*Text block*
** start **

Those are my favorite top things from the new CA Interactive Annual. Again, there is no charge for this service. You’re welcome.

Your Site VS Your Book.

Your substitute teacher today is Mr. Carroll.
Your substitute teacher today is Mr. Carroll.

Good morning, scribblers. Your substitute teacher this morning is Mr. Carroll again. You remember Mr. Carroll, a CD at Austin’s GSD&M. He’s here to teach us how to get jobs so please give him your full attention.

YOUR SITE VS YOUR BOOK

Yes, there is a difference between the two.

1.) Your site is the thing I look at on my mobile phone when I’m in a meeting, pretending to listen to account people. Your site gives me a sense of who you are as a human being, your creative sensibilities and, of course, your best work.

2.) Your book, on the other hand, is the thing you talk through when we meet in person. Unlike your site, in your book you can show, say, the detailed version of your integrated-digital-social-mobile-experiential-AR-and location-aware campaign for pet food.

I’m not suggesting you have different work on your site and your book; only that you package and display the work differently to best capture the attention of the most ADD people on the planet: CD’s like me. (True story: I checked my email five times before finishing writing that last sentence.)

Let’s start with the site and some tactical considerations.

3.) Make sure your site is responsive. (If you don’t know what responsive is, find out.) Make sure your site works beautifully on mobile. It may be frustrating to hear, but nearly everything I do is on my mobile – including looking at your work. And I’m not alone. My phone is the one thing I always have on me. So if you email me a link to your site, there’s a good chance I’m checking it out on my iPhone. Same thing if our recruiter has a site she wants me to see; I’ll get it via mobile. Now … if I really like your site, I might go to my laptop and check it out in more detail, but I can tell from the mobile site alone if you’re the type of person I wanna call in for an interview. (Also, having a site that’s built for mobile says you get it.)

4.) I always go to the “About Me” section before I check out the work and I’m not alone. Most creative directors do this and nearly all recruiters do. Why? It gives me quick look at who you are, your skill level, and your work experience. It gives me a frame of reference for how to judge your work. This section is almost as important as your work so don’t blow it off or half-ass it. This section (and really your entire site) is your opportunity to make me like you; really like you. If you purport to be a writer and you can’t entertain me or make me like you with words, well, that’s a problem. Give me an insight about you, how you think and how you look at the world. We don’t hire books; we hire the people behind the books. You are the one I have to travel with. You are the one I have to put in front of a client. You are the one I’ll be spending weekends and late nights with. It helps if you’re a likable, interesting person.

** end **

*Written task 1*
Condense the paragraph beginning "Make sure your site is responsive" from the portfolio advice text above into a short bulleted list that keeps its main points.
*Written task 2*
In the portfolio advice text above, which part of a site do most creative directors and nearly all recruiters look at before the work?
*Written task 3*
Carry on writing the portfolio advice text above from its last sentence, in the same voice and numbered style.

*Supplied information*
** start **

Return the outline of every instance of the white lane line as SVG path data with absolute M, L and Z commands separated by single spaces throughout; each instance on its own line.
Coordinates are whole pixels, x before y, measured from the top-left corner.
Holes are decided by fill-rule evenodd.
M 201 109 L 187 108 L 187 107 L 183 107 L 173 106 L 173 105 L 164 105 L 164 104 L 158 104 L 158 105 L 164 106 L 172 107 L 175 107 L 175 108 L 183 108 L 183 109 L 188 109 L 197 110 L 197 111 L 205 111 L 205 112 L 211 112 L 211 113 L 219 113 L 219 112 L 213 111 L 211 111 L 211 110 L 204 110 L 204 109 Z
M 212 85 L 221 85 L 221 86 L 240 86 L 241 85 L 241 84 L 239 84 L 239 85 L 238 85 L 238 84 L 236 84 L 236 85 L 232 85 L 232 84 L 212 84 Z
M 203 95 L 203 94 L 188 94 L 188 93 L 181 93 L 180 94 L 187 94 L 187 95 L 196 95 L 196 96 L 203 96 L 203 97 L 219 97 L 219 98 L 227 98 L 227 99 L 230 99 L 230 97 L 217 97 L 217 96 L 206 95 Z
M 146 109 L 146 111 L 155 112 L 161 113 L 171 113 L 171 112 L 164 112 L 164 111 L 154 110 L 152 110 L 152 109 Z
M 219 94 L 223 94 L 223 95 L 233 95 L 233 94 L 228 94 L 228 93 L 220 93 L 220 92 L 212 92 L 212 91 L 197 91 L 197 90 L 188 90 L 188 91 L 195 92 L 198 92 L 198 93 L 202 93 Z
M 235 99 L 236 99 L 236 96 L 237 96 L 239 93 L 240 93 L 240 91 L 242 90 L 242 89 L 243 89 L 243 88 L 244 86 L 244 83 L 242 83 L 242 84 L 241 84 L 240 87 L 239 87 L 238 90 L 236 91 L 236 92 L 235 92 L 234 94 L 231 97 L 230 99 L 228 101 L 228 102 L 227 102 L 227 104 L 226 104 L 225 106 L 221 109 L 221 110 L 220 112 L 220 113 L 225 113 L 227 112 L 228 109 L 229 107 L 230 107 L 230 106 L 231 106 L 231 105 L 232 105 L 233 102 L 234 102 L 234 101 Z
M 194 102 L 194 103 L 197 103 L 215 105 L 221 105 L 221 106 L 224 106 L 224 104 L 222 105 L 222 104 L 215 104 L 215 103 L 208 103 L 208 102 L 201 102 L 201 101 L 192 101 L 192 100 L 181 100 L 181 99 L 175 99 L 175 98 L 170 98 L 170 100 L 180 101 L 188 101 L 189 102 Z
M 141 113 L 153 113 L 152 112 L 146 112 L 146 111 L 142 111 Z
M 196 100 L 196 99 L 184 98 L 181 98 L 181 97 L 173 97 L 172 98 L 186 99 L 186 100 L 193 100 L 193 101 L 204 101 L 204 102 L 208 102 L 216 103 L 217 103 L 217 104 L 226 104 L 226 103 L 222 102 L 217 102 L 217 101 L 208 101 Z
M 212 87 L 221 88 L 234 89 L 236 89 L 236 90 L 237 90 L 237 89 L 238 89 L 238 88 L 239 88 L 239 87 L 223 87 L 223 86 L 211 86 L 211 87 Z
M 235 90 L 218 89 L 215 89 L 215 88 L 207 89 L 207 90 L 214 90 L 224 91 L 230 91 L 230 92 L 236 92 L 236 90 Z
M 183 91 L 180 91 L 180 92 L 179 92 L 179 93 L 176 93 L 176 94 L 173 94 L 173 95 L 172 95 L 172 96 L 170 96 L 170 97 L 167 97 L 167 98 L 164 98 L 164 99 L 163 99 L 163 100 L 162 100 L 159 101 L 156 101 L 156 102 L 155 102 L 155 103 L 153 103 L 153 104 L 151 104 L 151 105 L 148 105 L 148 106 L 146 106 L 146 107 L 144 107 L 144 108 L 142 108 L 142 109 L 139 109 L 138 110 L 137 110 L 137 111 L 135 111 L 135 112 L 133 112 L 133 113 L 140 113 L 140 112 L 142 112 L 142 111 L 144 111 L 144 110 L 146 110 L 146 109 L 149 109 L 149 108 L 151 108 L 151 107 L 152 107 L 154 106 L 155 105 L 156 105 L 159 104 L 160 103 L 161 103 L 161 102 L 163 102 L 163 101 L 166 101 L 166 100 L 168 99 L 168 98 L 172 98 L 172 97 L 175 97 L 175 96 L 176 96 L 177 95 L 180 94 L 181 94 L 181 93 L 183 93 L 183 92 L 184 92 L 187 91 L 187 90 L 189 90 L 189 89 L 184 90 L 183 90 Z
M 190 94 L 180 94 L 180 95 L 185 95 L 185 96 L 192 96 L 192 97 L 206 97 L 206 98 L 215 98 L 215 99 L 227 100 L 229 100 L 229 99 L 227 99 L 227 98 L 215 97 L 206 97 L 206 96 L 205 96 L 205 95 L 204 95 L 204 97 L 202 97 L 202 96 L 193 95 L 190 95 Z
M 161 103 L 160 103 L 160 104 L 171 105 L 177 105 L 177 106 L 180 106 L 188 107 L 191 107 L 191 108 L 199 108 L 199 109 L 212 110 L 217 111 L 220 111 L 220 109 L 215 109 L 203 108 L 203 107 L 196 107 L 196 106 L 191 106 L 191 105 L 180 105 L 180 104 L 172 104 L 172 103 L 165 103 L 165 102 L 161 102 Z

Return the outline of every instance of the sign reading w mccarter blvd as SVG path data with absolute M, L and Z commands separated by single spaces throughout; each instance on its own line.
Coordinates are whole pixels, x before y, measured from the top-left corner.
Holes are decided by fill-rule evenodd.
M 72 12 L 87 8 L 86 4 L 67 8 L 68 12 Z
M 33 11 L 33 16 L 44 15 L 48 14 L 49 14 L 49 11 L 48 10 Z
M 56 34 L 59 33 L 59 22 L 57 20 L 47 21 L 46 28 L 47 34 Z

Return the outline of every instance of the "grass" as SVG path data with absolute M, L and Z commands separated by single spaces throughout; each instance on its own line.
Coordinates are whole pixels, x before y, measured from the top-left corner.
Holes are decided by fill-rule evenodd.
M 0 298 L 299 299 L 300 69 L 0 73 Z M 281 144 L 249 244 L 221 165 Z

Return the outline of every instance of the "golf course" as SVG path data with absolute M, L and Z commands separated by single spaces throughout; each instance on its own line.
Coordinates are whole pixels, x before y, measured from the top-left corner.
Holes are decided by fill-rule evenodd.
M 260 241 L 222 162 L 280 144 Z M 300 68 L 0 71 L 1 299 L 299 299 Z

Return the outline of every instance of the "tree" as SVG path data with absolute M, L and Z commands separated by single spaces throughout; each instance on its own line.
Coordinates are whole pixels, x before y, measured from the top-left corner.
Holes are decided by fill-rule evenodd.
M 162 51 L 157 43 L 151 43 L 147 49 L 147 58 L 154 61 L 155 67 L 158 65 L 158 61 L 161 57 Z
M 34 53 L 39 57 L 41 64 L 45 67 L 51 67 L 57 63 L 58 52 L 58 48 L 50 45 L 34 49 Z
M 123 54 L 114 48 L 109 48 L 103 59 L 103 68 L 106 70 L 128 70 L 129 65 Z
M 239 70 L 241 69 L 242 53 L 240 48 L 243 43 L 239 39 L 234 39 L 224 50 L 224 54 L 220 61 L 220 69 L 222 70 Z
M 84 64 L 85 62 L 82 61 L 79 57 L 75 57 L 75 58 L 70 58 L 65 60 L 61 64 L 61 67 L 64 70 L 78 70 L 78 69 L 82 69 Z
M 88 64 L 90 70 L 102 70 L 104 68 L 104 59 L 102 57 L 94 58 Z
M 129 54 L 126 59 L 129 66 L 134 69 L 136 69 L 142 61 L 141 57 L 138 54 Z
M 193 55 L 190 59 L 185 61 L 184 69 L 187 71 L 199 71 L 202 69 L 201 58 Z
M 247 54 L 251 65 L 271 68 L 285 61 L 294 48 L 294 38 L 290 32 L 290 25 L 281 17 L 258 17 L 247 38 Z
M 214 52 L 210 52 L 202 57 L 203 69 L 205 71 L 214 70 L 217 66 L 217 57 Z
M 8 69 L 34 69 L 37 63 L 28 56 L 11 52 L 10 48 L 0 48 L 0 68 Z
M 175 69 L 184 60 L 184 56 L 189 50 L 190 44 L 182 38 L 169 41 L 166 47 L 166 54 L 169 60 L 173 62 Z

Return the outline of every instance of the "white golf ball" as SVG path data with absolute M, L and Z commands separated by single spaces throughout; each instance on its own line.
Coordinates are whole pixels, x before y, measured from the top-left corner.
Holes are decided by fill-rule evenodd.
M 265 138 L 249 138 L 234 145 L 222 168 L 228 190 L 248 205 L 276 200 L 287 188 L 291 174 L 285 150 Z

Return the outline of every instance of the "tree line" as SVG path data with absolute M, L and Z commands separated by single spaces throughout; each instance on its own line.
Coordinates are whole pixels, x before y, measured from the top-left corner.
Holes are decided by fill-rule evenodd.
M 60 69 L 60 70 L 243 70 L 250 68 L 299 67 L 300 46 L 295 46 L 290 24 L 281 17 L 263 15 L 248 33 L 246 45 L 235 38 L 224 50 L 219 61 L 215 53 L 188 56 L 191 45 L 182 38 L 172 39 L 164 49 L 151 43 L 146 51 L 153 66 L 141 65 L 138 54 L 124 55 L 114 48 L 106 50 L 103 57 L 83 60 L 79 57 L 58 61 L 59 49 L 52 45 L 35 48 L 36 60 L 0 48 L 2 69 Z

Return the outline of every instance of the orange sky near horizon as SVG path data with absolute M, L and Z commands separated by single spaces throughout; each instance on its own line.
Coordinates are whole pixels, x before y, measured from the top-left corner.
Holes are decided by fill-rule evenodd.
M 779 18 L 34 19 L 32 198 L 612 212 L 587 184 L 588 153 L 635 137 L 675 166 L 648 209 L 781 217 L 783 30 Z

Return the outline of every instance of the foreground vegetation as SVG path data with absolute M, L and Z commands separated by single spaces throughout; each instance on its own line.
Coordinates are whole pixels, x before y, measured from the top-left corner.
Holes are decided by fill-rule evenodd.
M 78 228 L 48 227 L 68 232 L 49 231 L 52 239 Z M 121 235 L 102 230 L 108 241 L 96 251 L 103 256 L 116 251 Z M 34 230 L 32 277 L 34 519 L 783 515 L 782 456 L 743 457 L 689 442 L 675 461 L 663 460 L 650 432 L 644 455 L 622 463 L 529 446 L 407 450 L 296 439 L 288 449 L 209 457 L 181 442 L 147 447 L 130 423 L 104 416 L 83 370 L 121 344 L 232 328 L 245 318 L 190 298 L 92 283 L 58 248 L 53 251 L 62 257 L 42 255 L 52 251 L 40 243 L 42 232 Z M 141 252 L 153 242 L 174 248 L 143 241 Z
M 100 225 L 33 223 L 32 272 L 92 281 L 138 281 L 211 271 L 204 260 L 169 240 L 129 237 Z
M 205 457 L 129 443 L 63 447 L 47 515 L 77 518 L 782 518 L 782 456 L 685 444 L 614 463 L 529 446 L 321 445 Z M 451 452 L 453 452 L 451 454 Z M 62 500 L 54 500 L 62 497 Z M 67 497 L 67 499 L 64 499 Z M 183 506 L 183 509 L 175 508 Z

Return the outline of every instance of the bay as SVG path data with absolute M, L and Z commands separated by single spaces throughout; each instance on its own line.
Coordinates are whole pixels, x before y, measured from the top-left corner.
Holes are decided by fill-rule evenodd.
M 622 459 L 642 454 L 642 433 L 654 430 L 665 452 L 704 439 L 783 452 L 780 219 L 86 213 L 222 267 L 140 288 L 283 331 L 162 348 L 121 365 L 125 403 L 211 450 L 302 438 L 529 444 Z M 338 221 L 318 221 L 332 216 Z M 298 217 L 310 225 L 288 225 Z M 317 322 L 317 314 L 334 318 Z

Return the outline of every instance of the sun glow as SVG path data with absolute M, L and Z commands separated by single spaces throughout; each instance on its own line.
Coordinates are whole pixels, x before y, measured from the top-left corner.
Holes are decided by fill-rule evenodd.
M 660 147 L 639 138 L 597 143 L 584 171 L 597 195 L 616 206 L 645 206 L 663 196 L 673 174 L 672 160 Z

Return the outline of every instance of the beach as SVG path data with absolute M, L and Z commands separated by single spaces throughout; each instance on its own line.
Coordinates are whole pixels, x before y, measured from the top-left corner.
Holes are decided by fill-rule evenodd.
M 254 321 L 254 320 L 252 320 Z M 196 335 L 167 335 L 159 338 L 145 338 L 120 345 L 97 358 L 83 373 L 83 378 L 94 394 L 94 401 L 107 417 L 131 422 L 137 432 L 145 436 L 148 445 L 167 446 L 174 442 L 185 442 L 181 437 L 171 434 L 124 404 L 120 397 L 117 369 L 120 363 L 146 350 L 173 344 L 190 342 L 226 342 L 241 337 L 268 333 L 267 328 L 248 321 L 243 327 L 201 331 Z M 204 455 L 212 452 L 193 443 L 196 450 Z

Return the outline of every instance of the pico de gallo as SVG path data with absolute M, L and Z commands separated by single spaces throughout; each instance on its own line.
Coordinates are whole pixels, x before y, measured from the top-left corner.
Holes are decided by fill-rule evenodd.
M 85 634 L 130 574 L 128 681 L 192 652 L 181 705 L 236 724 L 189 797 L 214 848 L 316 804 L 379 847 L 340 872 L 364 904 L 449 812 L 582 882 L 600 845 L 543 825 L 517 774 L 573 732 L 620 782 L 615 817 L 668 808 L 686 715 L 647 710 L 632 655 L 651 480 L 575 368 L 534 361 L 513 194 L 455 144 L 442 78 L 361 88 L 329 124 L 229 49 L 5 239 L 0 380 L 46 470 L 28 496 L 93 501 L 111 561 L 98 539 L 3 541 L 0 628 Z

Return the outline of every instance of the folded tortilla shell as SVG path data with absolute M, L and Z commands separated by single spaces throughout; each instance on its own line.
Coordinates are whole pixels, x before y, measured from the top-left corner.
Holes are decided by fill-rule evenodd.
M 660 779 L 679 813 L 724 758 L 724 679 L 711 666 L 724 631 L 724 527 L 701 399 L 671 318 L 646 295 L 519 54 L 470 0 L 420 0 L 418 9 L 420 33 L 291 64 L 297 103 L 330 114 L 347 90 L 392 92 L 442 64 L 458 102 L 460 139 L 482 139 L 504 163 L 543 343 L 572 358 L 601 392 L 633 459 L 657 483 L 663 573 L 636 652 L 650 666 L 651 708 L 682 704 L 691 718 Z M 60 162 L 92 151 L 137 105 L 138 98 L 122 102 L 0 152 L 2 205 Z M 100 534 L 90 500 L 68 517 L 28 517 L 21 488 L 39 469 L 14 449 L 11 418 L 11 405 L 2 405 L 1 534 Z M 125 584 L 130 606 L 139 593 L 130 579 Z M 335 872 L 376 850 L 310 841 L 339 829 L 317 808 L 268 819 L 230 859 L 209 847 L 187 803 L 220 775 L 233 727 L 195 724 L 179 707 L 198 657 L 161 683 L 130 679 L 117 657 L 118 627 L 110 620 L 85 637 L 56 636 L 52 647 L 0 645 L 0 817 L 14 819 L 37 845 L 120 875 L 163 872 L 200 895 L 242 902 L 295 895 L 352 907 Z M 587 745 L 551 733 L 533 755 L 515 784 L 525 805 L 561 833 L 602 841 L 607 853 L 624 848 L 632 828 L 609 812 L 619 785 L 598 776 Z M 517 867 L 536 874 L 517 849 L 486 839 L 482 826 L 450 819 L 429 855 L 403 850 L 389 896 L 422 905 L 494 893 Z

** end **

*Task output 1*
- Make your site responsive and make sure it works well on mobile.
- Nearly everything the writer does happens on a phone, including looking at work, and the writer isn't alone in this.
- A link you email, or one the recruiter passes along, will likely be opened on an iPhone.
- If the writer really likes the site, they may look at it in more detail on a laptop.
- The mobile version alone shows whether you're worth calling in for an interview.
- A site built for mobile shows that you get it.

*Task output 2*
The "About Me" section.

*Task output 3*
One of the best “About Me’s” I’ve seen was for a junior art director who titled his bio section, Ten Things About Me That Might Be the Truth or a Lie. When you rolled over each one of the ten things, it would tell you, true or false. Each of the statements was hilarious and it became a game to determine what was true about this person and the more you learned, the more you wanted to learn. (Dude now works at Wieden.)

5.) Treat your site like a campaign in your book. Every aspect of your site is an opportunity to show off and to impress me — from the design, to how you talk about your work. If it’s a standard Cargo Collective template, part of me calls you out for being lazy. With all the resources out there, you couldn’t customize a site to best reflect you and best showcase your work? You’re trying to land a job that requires you to help brands stand out, breakthrough and connect with their audience. Show me you can do that for yourself.

4) The first campaign in your book needs to floor me. You can’t stumble out of the gate because you’ll never get anyone to check out the second campaign. Put your simplest, most compelling idea first. Simplicity and power is key.

Too often, here’s what I see: the first piece of work on the site is an integrated campaign executed in five different media with a paragraph explanation for each execution. Half-way through, I still can’t figure out the idea and so in an attempt to show me how big their idea is, I’ve lost the idea.

You should be able to explain the problem in a sentence, the strategy in a sentence and the idea in a sentence. Follow that with an image or two (or one-minute video) taking me through the idea. If the sentence describing your idea doesn’t sound interesting, chances are, it isn’t. That’s a problem.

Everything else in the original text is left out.